**WHAT YOU SHOULD DO**
Scan the records for the string "collar", then copy each line that has it.

━━━━━━━━━━━━━━━━

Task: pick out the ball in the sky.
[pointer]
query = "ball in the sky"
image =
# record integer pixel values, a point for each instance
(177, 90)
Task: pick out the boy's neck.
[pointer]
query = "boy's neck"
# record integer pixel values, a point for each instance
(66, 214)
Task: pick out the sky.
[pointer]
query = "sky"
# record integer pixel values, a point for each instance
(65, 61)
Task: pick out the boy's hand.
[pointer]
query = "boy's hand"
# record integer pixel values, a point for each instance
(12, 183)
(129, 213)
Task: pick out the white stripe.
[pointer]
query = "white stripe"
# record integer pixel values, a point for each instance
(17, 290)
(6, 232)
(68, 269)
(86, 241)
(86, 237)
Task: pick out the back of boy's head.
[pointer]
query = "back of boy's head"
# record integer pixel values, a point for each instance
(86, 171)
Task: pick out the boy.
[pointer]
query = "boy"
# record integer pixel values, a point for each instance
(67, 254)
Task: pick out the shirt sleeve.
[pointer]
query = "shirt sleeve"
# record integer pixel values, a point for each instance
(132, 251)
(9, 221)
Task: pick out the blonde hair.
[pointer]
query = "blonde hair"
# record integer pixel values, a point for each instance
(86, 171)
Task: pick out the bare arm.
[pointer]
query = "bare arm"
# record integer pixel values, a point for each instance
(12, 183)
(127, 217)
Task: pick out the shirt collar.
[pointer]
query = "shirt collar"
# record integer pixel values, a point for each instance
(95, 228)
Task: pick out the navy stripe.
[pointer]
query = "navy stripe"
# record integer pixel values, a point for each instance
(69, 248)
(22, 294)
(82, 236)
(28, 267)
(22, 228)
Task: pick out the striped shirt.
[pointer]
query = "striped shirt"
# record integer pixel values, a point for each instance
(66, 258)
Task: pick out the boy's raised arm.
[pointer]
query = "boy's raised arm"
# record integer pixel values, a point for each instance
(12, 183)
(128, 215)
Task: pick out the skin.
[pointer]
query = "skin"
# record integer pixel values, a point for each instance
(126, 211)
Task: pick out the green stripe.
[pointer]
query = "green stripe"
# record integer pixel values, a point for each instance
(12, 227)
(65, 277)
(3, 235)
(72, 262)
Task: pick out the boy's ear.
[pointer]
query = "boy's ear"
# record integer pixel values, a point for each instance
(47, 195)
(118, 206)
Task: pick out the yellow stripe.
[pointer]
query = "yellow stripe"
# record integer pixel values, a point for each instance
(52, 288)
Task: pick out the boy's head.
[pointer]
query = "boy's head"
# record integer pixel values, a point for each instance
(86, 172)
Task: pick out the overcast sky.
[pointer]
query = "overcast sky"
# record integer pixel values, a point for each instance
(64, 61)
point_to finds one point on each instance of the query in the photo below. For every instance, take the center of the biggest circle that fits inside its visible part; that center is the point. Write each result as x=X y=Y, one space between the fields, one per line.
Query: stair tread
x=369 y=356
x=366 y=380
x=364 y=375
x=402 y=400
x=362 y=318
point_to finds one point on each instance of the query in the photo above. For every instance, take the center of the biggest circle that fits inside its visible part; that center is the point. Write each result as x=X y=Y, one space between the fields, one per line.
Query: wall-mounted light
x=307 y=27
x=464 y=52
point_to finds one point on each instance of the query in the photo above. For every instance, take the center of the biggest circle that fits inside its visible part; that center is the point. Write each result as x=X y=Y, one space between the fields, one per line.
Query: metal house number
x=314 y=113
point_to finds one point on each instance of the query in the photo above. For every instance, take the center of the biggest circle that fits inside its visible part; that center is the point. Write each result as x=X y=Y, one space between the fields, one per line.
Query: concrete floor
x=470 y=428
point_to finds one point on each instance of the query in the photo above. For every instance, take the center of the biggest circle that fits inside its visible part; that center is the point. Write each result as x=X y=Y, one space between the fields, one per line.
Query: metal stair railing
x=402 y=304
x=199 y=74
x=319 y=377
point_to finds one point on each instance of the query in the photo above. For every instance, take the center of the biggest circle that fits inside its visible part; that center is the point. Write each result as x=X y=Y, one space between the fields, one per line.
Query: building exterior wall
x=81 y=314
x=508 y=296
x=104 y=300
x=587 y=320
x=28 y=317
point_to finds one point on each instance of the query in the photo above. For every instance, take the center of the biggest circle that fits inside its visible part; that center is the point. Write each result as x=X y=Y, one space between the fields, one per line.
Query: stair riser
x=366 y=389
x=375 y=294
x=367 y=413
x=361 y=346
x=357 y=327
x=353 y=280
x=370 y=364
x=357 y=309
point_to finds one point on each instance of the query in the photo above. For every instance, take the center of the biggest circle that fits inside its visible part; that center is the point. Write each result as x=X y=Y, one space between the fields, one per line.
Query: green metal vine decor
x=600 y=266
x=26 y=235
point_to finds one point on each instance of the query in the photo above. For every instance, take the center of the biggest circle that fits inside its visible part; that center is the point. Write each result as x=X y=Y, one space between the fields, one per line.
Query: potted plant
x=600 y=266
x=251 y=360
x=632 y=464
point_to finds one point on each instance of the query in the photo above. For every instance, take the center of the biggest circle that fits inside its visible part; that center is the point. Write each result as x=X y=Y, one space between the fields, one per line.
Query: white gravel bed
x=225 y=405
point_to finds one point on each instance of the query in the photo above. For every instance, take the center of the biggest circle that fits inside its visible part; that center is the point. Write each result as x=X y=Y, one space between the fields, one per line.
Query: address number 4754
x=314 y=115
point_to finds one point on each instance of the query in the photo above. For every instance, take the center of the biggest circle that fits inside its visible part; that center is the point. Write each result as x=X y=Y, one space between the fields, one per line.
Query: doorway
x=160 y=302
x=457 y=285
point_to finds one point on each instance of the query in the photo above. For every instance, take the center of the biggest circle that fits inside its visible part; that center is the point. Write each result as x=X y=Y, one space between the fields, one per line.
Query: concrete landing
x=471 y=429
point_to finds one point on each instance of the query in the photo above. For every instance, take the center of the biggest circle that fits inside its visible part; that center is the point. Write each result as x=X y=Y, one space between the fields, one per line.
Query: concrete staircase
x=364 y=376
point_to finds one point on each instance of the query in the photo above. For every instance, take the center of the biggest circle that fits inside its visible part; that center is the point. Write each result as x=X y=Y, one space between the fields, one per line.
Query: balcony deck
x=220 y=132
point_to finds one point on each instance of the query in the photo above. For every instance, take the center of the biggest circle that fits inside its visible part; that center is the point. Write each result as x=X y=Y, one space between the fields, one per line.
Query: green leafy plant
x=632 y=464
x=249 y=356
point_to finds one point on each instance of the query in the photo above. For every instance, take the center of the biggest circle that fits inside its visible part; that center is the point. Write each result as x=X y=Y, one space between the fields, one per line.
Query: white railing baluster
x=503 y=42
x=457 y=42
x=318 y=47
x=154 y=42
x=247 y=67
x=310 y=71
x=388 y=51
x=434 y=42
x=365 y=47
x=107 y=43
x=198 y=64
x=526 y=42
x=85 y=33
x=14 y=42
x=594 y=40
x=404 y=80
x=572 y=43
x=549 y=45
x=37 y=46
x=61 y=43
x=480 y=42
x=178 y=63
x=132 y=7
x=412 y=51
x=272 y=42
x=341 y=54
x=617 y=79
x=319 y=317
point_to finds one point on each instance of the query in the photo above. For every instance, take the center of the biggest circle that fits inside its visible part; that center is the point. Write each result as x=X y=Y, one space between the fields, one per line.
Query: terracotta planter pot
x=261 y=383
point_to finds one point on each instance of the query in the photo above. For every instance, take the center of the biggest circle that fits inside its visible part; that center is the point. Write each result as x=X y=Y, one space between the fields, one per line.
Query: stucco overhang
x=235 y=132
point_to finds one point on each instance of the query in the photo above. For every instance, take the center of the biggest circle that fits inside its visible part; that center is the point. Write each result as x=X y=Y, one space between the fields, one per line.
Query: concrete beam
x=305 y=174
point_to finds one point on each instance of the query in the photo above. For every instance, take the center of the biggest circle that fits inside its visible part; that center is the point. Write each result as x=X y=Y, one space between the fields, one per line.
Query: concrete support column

━━━━━━━━━━━━━━━━

**PROBLEM SOLUTION**
Task: pick out the shirt collar.
query = "shirt collar"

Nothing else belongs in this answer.